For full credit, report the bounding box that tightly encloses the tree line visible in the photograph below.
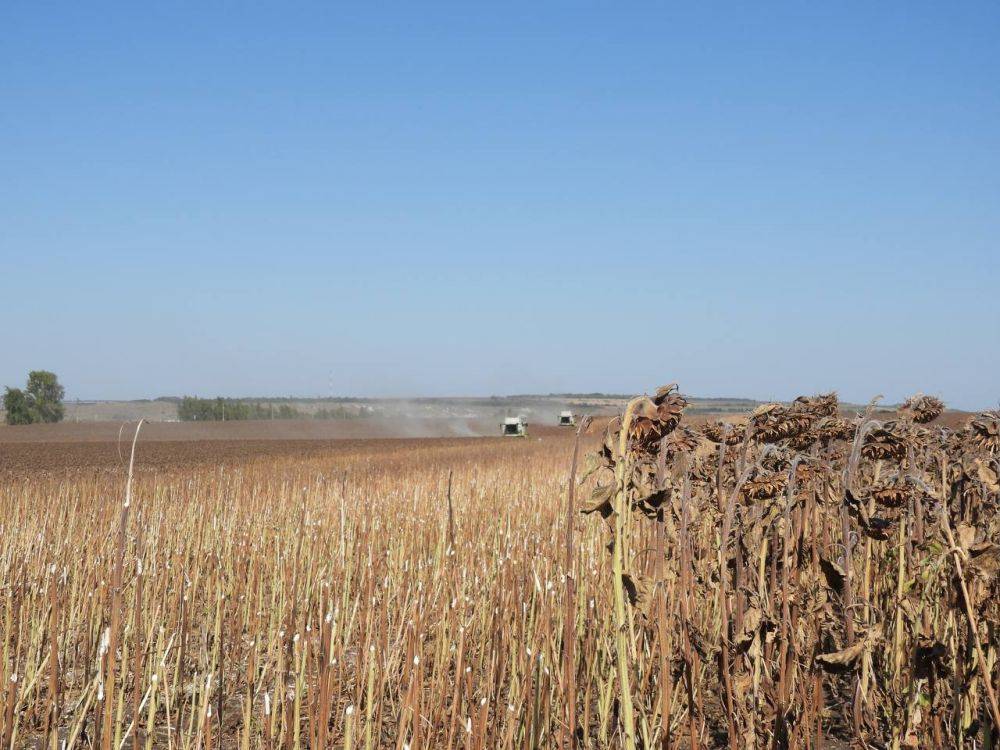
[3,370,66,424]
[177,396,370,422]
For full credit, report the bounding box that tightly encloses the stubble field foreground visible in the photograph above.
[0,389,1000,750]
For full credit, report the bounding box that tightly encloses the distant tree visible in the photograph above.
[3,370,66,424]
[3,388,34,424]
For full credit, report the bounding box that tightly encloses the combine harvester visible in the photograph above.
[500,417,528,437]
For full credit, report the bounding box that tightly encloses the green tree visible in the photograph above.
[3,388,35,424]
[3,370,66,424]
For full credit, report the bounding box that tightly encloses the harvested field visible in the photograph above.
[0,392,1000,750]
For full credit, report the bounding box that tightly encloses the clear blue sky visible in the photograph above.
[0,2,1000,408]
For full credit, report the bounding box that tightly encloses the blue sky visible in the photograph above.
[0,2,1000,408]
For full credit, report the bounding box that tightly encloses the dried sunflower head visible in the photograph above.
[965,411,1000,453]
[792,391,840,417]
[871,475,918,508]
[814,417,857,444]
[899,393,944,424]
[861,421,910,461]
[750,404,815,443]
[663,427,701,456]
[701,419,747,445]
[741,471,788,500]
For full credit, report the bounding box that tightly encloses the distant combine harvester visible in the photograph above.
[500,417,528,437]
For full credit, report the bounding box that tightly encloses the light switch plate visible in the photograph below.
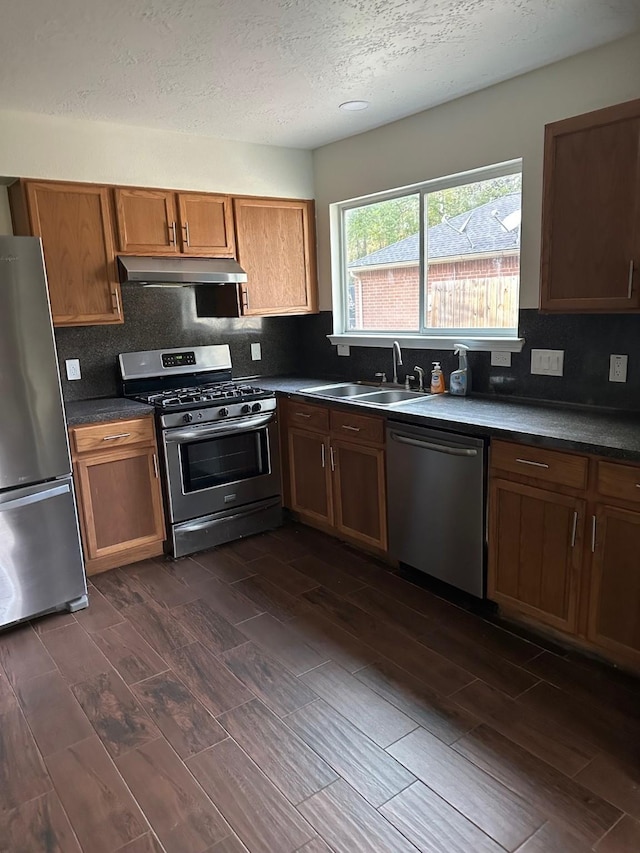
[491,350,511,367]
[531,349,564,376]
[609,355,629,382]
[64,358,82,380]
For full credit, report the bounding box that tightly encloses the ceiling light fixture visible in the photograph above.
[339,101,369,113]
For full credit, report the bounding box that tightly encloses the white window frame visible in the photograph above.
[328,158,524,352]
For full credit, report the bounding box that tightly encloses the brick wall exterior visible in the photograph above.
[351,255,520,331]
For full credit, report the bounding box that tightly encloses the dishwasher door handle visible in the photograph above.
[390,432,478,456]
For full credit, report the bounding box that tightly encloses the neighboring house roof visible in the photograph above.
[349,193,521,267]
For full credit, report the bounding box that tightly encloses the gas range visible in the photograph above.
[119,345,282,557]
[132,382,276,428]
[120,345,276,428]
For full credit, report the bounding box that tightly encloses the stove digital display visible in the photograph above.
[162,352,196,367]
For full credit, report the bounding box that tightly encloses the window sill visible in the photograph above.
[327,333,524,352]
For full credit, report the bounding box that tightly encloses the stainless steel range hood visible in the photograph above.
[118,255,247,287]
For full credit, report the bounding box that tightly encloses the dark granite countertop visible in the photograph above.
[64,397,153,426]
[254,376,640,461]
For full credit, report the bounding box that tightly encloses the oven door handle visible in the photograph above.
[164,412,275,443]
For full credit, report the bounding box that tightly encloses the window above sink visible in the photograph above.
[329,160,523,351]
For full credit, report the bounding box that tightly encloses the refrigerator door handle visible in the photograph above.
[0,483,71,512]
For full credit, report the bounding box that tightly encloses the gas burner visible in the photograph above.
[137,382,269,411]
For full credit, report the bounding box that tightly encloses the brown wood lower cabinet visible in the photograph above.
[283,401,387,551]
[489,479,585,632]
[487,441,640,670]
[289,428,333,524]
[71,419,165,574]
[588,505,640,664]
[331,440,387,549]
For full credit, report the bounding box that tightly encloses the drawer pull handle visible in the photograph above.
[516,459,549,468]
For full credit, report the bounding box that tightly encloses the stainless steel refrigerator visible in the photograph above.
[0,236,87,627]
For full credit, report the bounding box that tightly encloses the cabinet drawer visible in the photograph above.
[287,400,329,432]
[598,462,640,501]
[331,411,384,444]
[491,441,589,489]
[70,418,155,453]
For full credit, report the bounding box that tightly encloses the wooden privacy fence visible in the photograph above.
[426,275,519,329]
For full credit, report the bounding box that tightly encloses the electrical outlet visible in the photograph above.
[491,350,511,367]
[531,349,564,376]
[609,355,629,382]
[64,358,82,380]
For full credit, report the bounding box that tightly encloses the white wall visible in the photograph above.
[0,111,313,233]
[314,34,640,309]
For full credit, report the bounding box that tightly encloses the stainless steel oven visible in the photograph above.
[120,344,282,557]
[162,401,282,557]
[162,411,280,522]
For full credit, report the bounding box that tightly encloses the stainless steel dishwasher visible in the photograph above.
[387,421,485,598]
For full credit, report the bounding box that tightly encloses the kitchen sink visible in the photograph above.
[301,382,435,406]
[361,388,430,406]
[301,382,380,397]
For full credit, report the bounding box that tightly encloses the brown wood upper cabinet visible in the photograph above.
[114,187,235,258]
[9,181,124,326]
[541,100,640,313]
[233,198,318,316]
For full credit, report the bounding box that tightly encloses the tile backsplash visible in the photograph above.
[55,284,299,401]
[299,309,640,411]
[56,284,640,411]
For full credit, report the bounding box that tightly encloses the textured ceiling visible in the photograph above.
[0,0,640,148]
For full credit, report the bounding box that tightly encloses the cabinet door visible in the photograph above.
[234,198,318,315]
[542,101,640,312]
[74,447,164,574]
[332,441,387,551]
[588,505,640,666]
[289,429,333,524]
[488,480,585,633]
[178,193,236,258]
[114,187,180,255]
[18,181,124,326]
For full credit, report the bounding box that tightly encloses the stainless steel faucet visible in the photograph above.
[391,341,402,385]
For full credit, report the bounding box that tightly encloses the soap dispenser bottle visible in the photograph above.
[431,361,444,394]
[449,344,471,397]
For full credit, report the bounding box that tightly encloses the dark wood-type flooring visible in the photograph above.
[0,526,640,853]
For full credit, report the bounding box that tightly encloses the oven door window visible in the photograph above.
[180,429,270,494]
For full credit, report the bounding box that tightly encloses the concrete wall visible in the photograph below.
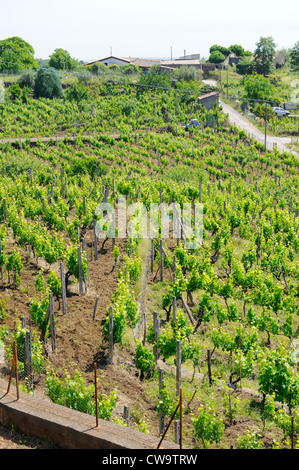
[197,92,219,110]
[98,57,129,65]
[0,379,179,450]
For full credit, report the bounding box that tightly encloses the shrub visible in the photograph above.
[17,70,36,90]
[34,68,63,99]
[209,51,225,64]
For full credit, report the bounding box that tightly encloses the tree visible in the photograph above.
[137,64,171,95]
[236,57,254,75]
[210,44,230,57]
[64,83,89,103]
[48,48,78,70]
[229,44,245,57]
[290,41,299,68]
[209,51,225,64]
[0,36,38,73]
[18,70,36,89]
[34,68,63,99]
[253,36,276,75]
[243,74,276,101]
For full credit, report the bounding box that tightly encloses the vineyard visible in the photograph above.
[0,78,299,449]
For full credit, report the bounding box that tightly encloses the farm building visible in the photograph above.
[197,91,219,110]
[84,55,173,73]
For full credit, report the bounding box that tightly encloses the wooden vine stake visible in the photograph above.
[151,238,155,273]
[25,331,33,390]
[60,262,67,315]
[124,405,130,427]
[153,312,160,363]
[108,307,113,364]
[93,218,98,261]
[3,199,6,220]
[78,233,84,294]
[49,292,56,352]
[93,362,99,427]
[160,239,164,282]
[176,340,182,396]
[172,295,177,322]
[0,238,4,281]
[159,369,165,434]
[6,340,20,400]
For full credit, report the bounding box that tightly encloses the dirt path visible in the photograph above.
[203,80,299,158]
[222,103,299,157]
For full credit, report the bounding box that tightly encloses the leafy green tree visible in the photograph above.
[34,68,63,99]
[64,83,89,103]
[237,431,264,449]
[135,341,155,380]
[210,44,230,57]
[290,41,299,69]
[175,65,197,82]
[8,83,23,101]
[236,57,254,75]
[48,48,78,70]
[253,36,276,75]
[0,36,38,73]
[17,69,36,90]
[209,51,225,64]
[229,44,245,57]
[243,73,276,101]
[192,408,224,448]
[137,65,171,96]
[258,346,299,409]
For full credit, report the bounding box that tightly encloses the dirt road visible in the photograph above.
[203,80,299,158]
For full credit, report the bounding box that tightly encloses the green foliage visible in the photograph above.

————

任务目标: 请统计材料中有多少行含有“green”一词，区分大小写，只写出行数。

任务回答: 3